• _WHAT IS REQUIRED_
Return each line of the material below that contains the word "window", copied in full. Case matters, so match only that exact capitalization.
==============================
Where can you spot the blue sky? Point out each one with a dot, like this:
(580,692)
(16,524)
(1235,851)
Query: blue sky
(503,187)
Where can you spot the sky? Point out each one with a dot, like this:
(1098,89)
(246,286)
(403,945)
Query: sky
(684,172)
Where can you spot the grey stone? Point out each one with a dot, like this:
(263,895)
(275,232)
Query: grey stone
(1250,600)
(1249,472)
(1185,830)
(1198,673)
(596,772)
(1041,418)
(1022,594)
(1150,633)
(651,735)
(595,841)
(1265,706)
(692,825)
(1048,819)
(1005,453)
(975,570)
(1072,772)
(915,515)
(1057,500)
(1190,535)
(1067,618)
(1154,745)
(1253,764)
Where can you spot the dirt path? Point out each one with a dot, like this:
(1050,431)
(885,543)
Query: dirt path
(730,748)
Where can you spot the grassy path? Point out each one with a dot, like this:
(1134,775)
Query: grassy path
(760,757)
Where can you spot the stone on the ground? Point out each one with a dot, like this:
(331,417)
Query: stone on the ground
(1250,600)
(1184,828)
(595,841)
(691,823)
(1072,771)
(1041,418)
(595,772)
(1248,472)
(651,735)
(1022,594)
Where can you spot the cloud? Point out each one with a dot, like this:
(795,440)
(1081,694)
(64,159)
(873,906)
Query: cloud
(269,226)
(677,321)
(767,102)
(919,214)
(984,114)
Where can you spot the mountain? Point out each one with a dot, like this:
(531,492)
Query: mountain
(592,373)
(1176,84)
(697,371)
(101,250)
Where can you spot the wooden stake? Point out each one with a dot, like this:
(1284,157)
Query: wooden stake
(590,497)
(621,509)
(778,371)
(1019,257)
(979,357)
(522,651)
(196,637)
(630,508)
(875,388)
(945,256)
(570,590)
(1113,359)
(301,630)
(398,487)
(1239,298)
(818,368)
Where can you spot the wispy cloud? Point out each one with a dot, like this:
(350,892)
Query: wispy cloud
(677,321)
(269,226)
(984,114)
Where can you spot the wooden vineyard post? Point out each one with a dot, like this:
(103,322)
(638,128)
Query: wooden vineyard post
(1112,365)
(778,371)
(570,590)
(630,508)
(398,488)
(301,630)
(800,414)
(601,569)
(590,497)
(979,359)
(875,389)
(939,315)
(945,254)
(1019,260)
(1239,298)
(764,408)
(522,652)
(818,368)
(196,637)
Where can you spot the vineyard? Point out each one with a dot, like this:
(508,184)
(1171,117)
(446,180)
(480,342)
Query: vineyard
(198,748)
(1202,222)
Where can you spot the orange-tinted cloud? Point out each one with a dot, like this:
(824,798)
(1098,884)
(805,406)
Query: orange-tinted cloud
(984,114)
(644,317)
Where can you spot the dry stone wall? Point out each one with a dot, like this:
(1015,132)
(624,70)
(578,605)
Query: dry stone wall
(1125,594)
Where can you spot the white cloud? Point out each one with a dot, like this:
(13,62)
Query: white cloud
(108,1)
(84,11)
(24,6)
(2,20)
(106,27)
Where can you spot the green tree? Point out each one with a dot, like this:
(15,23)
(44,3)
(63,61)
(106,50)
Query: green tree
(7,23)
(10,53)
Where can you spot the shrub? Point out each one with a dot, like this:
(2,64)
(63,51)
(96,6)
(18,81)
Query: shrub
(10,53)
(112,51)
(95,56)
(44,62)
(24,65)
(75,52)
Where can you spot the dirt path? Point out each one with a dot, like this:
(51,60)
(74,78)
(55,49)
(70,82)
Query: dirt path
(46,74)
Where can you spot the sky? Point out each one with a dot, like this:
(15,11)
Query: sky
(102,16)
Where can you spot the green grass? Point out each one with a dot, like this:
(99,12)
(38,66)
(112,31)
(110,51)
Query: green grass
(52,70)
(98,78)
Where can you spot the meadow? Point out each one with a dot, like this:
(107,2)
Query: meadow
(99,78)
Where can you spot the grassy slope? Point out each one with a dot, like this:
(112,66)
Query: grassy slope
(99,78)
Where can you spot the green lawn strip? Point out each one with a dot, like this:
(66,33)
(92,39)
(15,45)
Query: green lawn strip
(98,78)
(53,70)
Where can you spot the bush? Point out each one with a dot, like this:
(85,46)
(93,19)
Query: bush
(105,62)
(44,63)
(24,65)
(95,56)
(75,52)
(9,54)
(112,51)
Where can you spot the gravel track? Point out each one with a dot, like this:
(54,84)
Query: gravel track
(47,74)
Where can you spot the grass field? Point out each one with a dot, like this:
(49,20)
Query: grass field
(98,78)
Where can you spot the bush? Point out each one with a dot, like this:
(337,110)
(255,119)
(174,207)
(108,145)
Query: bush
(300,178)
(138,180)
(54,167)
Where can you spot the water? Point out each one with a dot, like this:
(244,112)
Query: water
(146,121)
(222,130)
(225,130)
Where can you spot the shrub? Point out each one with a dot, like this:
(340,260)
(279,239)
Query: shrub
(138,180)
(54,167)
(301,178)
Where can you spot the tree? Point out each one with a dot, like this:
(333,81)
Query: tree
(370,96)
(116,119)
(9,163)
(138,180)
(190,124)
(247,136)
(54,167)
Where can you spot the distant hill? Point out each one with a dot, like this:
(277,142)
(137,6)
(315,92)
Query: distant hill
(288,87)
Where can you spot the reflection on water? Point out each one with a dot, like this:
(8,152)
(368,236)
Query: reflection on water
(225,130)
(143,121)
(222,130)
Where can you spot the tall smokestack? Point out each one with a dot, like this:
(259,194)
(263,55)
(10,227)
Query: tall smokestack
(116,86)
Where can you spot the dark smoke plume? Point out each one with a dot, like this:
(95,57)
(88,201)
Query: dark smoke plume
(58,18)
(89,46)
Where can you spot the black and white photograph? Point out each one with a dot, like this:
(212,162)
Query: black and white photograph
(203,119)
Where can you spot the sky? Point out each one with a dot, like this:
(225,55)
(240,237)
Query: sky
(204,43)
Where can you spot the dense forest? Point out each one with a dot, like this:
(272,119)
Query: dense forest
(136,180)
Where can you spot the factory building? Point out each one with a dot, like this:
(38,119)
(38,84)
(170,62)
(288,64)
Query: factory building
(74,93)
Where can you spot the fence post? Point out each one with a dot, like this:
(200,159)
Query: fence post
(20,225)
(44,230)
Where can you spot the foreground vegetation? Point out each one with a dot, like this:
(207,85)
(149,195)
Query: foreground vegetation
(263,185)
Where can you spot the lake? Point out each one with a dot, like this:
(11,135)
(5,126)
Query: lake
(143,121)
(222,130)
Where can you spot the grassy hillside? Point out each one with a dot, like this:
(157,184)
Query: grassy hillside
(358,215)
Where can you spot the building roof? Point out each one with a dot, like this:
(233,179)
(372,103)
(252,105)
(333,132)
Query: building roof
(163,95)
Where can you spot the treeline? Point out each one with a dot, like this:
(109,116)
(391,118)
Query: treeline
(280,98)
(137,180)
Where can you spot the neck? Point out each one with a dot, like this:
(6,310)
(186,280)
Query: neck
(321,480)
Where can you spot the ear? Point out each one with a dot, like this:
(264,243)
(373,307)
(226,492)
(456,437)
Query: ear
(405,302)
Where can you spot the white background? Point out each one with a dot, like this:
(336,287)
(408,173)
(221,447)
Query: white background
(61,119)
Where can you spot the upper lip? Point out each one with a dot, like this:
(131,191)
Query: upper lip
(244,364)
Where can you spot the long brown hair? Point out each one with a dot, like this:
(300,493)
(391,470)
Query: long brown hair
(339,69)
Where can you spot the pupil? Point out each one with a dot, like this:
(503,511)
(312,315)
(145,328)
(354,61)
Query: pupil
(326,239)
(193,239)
==============================
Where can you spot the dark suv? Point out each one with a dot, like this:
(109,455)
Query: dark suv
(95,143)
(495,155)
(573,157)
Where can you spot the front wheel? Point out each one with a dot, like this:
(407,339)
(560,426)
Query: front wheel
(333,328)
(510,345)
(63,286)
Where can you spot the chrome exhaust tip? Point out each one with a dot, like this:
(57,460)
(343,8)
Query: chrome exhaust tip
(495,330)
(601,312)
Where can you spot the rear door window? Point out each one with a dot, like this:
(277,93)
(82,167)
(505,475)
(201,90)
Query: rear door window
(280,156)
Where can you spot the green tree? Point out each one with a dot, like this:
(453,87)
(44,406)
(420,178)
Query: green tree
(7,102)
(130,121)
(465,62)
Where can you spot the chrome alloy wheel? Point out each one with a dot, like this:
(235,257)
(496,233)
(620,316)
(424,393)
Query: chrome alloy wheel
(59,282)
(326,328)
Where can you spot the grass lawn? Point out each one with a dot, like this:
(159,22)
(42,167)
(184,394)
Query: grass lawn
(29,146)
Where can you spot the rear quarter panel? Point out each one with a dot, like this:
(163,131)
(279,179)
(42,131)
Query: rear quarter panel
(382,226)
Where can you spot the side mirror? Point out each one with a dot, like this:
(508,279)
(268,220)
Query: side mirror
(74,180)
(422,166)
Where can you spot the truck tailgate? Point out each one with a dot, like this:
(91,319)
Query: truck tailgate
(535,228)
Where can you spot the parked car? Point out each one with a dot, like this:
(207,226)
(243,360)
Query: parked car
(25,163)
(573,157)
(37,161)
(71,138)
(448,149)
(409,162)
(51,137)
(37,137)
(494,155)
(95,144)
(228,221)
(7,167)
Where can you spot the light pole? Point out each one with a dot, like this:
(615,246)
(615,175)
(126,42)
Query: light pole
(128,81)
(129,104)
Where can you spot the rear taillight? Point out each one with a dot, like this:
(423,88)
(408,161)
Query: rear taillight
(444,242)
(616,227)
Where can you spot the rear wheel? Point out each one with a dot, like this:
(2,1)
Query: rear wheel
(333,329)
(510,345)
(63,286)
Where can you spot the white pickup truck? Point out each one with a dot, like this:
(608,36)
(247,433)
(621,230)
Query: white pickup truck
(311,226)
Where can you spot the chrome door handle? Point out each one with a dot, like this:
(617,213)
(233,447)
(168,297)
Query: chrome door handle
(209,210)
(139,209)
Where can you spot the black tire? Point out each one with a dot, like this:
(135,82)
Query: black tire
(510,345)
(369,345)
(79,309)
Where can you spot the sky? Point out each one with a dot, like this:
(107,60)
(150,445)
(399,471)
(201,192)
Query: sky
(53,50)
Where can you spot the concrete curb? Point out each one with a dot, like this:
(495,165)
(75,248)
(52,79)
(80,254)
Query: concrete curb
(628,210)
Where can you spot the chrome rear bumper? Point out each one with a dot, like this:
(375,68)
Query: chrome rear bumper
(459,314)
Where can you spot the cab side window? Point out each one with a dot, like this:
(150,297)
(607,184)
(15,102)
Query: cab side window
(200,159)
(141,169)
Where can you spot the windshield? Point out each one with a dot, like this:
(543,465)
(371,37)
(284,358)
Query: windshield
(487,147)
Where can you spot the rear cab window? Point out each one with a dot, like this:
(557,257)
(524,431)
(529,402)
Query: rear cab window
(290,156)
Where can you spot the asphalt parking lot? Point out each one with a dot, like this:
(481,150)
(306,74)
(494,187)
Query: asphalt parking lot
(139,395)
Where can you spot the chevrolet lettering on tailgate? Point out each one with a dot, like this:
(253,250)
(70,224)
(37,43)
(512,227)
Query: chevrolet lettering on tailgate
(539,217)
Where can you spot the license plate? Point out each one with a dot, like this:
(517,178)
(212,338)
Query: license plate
==============================
• _THE OUTPUT_
Where can you spot the rear door window? Point out each one with a dot, like this:
Query: rear door window
Where can you spot the cab side window? Point out each one with a dot, like this:
Query: cab side window
Where can you spot the rear cab window? Point out each one with a dot, like this:
Query: rear cab window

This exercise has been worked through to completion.